━━━━━ 所给数据 ━━━━━

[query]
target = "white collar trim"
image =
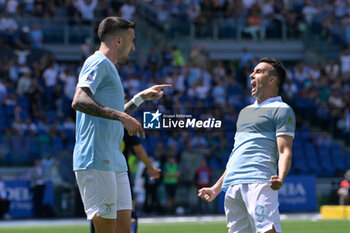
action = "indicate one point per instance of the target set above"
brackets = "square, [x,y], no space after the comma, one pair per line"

━━━━━

请重新写出上面条目的各行，把其中的“white collar trim”替换成“black collar trim”，其余内容一律不变。答案中不要包含图片。

[query]
target = "black collar trim"
image =
action = "indicate one point per instance of the target set above"
brackets = "square, [x,y], no space after the comma, one pair per line"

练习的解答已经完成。